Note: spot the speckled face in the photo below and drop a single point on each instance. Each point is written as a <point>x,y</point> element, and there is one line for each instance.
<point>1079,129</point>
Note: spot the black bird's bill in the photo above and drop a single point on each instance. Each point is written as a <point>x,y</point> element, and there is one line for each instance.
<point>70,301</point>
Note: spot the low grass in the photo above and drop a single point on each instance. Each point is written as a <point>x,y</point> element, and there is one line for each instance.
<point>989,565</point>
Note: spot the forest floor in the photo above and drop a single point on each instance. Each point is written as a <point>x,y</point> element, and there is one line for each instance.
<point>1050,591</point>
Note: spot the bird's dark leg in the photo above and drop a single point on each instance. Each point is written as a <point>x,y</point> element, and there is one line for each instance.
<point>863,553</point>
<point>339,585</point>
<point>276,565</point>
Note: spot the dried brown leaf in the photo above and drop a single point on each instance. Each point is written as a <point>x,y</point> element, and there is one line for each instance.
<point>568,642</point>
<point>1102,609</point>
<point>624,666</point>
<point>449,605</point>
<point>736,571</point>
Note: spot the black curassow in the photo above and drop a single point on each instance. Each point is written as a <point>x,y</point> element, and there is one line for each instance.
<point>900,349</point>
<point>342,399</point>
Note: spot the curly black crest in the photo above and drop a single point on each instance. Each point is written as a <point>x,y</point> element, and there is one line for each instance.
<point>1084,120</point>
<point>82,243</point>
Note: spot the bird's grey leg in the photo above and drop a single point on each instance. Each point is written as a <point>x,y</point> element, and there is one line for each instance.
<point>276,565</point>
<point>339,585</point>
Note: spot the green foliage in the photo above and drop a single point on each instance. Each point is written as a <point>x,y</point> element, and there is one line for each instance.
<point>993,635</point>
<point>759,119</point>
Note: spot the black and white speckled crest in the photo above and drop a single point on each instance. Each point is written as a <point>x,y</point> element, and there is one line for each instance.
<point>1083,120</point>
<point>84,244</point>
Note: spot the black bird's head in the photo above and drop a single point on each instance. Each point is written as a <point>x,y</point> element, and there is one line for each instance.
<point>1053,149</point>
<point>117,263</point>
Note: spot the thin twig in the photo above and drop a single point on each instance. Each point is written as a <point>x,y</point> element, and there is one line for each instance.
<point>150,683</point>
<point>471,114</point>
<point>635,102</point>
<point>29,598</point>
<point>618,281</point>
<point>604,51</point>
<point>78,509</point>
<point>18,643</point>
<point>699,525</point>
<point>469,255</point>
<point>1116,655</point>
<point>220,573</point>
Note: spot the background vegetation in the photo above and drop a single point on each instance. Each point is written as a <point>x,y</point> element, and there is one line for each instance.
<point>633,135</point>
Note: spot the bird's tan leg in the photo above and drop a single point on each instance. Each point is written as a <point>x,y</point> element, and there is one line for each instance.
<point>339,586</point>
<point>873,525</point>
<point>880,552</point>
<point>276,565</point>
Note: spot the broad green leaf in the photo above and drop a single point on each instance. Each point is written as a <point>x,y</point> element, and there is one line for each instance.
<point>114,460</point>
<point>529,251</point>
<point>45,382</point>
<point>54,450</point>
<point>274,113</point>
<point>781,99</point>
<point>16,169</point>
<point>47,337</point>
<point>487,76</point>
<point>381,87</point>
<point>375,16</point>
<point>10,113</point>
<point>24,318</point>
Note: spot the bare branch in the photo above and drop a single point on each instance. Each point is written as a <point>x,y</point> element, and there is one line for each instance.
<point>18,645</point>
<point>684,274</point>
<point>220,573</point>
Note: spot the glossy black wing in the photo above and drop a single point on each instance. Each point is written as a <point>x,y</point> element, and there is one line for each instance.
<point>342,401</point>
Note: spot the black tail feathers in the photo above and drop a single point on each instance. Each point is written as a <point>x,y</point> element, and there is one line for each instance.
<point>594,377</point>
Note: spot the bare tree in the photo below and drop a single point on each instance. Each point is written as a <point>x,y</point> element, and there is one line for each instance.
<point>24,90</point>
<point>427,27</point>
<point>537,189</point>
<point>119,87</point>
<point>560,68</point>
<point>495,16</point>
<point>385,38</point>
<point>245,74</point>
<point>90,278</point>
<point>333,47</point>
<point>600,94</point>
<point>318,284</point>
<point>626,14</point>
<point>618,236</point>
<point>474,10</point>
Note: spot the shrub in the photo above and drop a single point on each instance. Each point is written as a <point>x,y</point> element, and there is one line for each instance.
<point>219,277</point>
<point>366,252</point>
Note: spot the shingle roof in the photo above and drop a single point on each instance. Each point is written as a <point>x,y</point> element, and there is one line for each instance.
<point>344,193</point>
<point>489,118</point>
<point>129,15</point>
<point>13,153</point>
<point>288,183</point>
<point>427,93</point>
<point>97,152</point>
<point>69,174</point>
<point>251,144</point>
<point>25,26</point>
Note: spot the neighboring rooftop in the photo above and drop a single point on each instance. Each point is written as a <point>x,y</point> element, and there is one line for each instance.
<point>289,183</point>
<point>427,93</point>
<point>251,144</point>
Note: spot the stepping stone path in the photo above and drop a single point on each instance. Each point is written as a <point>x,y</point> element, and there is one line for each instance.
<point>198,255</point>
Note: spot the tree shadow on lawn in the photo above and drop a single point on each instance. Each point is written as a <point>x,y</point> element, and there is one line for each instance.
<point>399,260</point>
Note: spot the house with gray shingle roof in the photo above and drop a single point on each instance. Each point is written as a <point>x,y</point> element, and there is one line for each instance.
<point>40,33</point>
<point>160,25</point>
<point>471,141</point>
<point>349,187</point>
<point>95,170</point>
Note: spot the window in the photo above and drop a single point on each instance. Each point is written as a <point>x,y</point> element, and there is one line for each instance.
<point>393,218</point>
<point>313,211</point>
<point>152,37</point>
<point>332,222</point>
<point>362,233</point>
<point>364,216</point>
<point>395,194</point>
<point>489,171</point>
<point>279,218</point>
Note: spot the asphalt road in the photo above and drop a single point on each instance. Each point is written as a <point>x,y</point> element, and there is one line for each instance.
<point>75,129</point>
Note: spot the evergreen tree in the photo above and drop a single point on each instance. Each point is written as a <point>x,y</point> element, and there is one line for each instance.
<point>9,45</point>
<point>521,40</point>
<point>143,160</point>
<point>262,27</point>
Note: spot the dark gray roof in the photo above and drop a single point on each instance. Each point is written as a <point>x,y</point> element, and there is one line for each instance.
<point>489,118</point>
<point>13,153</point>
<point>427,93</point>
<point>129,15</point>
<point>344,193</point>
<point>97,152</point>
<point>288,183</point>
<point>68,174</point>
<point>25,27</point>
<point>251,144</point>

################

● **CHALLENGE**:
Copy out every item above, line by line, with no changes to any line.

● **FINAL ANSWER**:
Note: spot the speckled face in the photo below and drop a single point on each instance. Each point is written as a <point>x,y</point> element, and there is one line for each instance.
<point>1079,129</point>
Note: spot the black bird's bill in the photo above and drop a single point on each instance. Each point is written as a <point>x,y</point> element, and there is one line for each instance.
<point>70,301</point>
Note: spot the low grass in the photo above and drop a single point on each instance. Each point is written as a <point>x,y</point> element, and there is one line for each instance.
<point>989,565</point>
Note: spot the forest floor in the photo above and drop a single point on each instance. Each point is written as a <point>x,y</point> element, and there is one line for each instance.
<point>1050,591</point>
Note: spot the bird's dark leg in the photo above and drop a single point on each instance. Each point is written as a <point>x,y</point> element, and there is one line for each instance.
<point>863,553</point>
<point>339,585</point>
<point>276,565</point>
Note: spot the dried brown leaf in the photo above and drop a single point on each instance. Each point is written as a <point>x,y</point> element, and there is one line for each instance.
<point>568,642</point>
<point>1102,609</point>
<point>624,666</point>
<point>449,605</point>
<point>736,571</point>
Note: spot the black curassow in the photo above and drop a single point on each instance. Each point is written as a <point>x,y</point> element, and there is one line for each instance.
<point>900,349</point>
<point>342,399</point>
Note: spot the curly black crest in the photo above and drop a single point on each instance. Each point is written as a <point>x,y</point> element, and there is one line for each instance.
<point>1084,120</point>
<point>82,243</point>
Note: spot the bird's grey leg in the photo above and drop a single point on each instance. Each point is written as a <point>x,y</point> element, and there is one line for each instance.
<point>276,565</point>
<point>339,585</point>
Note: spot the green foliage in the photo above and drop a single point on each instance. Each point is written as a <point>x,y</point> element, and there is one line for each instance.
<point>993,635</point>
<point>759,119</point>
Note: spot the black and white speckled crest in the photo above and drop a single point on each instance. Each point is written as a <point>x,y</point> element, and there is one line for each instance.
<point>1083,120</point>
<point>84,244</point>
Note: spot the black bird's head in the photo above and drop a single point on each instance. Each point is written as a <point>x,y</point> element, and there is one line for each instance.
<point>1053,149</point>
<point>117,263</point>
Note: spot the thin twig in the photo above and drop a single point on each instance. Each point is written as a <point>x,y</point> element, and there is one line for each instance.
<point>150,683</point>
<point>471,114</point>
<point>635,102</point>
<point>29,598</point>
<point>618,281</point>
<point>604,51</point>
<point>78,509</point>
<point>18,643</point>
<point>699,525</point>
<point>469,255</point>
<point>1116,655</point>
<point>220,573</point>
Note: spot the background vegetation in the photo above and drop a single point on each instance. Each point is written as a <point>x,y</point> element, and there is one line for each instance.
<point>633,135</point>
Note: spot the bird's tan leg in the photo above and drop a single point on each instance. Each point is written as a <point>x,y</point> element, and there is one line for each instance.
<point>339,586</point>
<point>873,525</point>
<point>880,552</point>
<point>276,565</point>
Note: spot the broad green leaf in the photo above and drop a single point on each instance. Each point is written as a <point>x,y</point> element, and there is one line for each instance.
<point>114,460</point>
<point>529,251</point>
<point>45,382</point>
<point>54,450</point>
<point>274,113</point>
<point>781,99</point>
<point>16,169</point>
<point>47,337</point>
<point>487,76</point>
<point>381,87</point>
<point>375,16</point>
<point>10,113</point>
<point>24,318</point>
Note: spot the bare branch in the photo above and drop a single point on each instance. Each point is written as a <point>x,y</point> element, and there is one line for each instance.
<point>18,645</point>
<point>684,274</point>
<point>220,573</point>
Note: spot the glossy black wing in the photo above and drop a single point on each instance. Each point is written as a <point>x,y</point> element, and there is one line for each instance.
<point>342,401</point>
Note: spot the black tail feathers in the photo above and drop a single point on each instance. Each point is written as a <point>x,y</point> element, and there is one line for each instance.
<point>594,377</point>
Note: spot the bare tree in the photo below and drop a single point on each instance. Each point is written as a <point>x,y</point> element, and there is one line for each instance.
<point>24,90</point>
<point>427,27</point>
<point>537,189</point>
<point>119,87</point>
<point>560,68</point>
<point>495,16</point>
<point>385,38</point>
<point>245,74</point>
<point>90,278</point>
<point>333,47</point>
<point>600,94</point>
<point>318,284</point>
<point>626,14</point>
<point>618,236</point>
<point>474,10</point>
Note: spot the shrub in the photo above and drop a single point on each instance. Each point is written as a <point>x,y</point> element, and there is one line for each instance.
<point>219,277</point>
<point>366,252</point>
Note: spot the shingle roof in the photo above and drop a single point on each instance. Each point is written as a <point>x,y</point> element, and there is one line for each instance.
<point>344,193</point>
<point>489,118</point>
<point>129,15</point>
<point>13,153</point>
<point>288,183</point>
<point>427,93</point>
<point>97,152</point>
<point>69,174</point>
<point>251,144</point>
<point>25,26</point>
Note: spot the neighboring rooftop in the photo above and drop a single point on each instance. Each point is written as a <point>x,y</point> element, and there is one line for each instance.
<point>289,183</point>
<point>427,93</point>
<point>251,144</point>
Note: spot the stepping stone path in the photo above and drop a single point on each instance. Each point is written as a <point>x,y</point> element, and there is one line for each instance.
<point>198,255</point>
Note: spot the tree shadow on lawn in the photo above and drop a single point on each instance. Each point is written as a <point>x,y</point> element, and there is one line for each instance.
<point>399,260</point>
Note: spot the house with gray shingle roof in the photo above and drop a single point on each instance. Each point is written as a <point>x,y</point> element, and there is one line for each instance.
<point>40,33</point>
<point>160,25</point>
<point>471,141</point>
<point>349,187</point>
<point>95,170</point>
Note: spot the window in the photo above and drop a single point on each instance. Each point is written as a <point>x,y</point> element, and there is one line for each instance.
<point>393,218</point>
<point>313,211</point>
<point>152,37</point>
<point>332,222</point>
<point>362,233</point>
<point>364,216</point>
<point>395,194</point>
<point>489,171</point>
<point>279,218</point>
Note: spot the asphalt road in the photo above and drop a single point on each instance. Each point is written as a <point>x,y</point> element, and there is one line for each instance.
<point>75,129</point>
Note: spot the evergreen tree in the photo above and drop a single point on each instance. Each point is written as a <point>x,y</point> element, and there is one line for each instance.
<point>9,45</point>
<point>521,40</point>
<point>143,160</point>
<point>262,27</point>
Note: spot the dark gray roof in the photo above and drop a single point on each instance. Each point is written as a <point>x,y</point> element, and there is one line for each instance.
<point>489,118</point>
<point>13,153</point>
<point>427,93</point>
<point>129,15</point>
<point>344,193</point>
<point>97,152</point>
<point>288,183</point>
<point>68,174</point>
<point>25,27</point>
<point>251,144</point>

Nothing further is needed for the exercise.